— START OF Material for this exercise —

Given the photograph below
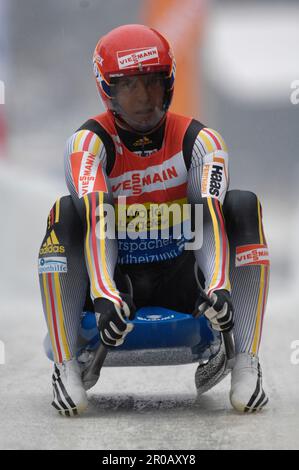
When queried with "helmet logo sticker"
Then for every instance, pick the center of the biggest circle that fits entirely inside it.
(134, 57)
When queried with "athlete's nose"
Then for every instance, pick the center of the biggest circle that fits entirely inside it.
(142, 92)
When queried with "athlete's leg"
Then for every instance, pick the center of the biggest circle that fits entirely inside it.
(63, 282)
(249, 267)
(249, 274)
(63, 277)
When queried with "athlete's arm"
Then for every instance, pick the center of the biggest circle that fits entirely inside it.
(86, 178)
(207, 184)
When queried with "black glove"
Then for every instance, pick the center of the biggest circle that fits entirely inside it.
(219, 310)
(112, 320)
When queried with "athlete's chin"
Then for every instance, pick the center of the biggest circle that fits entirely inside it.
(147, 120)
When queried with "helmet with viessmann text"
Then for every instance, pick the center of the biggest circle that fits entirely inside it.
(128, 51)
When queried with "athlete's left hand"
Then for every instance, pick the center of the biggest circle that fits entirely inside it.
(219, 310)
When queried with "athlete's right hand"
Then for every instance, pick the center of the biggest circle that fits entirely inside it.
(112, 320)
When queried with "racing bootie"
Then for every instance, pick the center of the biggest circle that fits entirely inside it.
(247, 394)
(70, 398)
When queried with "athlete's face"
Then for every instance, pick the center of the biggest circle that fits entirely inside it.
(140, 100)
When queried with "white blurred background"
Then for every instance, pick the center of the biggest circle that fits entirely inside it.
(244, 60)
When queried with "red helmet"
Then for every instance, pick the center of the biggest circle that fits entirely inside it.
(130, 50)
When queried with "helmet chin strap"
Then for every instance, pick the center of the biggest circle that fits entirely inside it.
(124, 121)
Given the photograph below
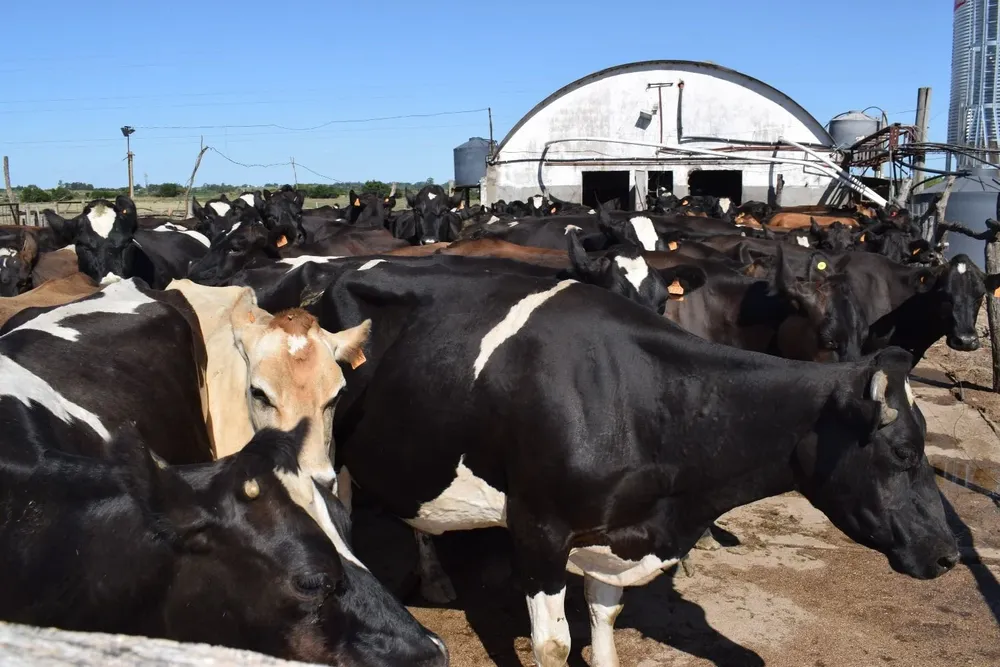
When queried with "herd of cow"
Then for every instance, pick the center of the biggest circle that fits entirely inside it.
(187, 407)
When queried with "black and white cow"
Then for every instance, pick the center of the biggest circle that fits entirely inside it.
(131, 548)
(431, 207)
(624, 439)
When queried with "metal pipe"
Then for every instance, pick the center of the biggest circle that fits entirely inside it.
(861, 187)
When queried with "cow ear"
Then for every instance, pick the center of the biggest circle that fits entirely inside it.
(993, 284)
(580, 263)
(347, 344)
(687, 278)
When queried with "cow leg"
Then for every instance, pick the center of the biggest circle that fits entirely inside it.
(343, 488)
(604, 602)
(435, 586)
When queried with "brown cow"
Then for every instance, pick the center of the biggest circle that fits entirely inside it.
(51, 293)
(787, 220)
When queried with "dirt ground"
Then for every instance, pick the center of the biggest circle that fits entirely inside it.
(793, 593)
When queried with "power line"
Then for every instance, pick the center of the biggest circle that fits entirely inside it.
(309, 129)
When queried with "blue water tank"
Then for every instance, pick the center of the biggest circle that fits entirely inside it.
(973, 200)
(470, 162)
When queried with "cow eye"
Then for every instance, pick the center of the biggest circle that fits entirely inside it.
(258, 395)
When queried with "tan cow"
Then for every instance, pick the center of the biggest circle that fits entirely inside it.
(51, 293)
(270, 370)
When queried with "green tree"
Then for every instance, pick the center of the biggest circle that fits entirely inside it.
(376, 188)
(169, 190)
(60, 193)
(32, 194)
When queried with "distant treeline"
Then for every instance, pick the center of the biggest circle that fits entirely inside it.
(77, 190)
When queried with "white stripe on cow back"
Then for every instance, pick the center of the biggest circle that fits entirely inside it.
(304, 493)
(102, 219)
(601, 563)
(468, 503)
(636, 270)
(20, 383)
(645, 232)
(515, 320)
(120, 298)
(220, 208)
(197, 236)
(296, 262)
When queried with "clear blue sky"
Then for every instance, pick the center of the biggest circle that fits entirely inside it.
(75, 73)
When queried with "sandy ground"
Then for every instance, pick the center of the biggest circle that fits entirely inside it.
(794, 593)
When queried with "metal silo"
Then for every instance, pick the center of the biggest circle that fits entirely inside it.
(470, 162)
(851, 127)
(975, 93)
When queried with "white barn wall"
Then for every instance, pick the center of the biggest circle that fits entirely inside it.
(717, 102)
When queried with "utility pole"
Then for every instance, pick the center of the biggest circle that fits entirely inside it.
(127, 131)
(923, 111)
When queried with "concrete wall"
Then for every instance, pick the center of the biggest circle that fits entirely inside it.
(716, 103)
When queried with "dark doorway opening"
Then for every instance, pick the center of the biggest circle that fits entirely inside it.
(717, 183)
(660, 179)
(603, 186)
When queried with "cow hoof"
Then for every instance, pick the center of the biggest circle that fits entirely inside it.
(438, 591)
(552, 653)
(707, 543)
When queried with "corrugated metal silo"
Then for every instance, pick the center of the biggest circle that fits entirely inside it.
(470, 162)
(975, 90)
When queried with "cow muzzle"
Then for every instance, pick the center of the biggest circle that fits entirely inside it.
(964, 342)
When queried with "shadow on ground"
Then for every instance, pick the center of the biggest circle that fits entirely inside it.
(480, 567)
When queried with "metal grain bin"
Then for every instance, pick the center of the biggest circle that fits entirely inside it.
(973, 200)
(470, 162)
(851, 127)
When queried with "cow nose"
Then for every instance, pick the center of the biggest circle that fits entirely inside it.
(965, 342)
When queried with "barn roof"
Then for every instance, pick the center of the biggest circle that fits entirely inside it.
(682, 65)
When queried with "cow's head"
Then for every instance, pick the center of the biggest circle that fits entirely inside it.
(103, 236)
(956, 290)
(282, 214)
(257, 516)
(827, 323)
(212, 217)
(865, 468)
(246, 242)
(433, 216)
(293, 373)
(623, 270)
(17, 259)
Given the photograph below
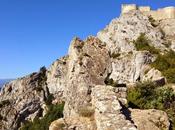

— END OF Material for this exercise —

■ The exercise:
Tally the lines of the material above in which the string "barn" appears, and state only that number.

■ Solution to this problem:
2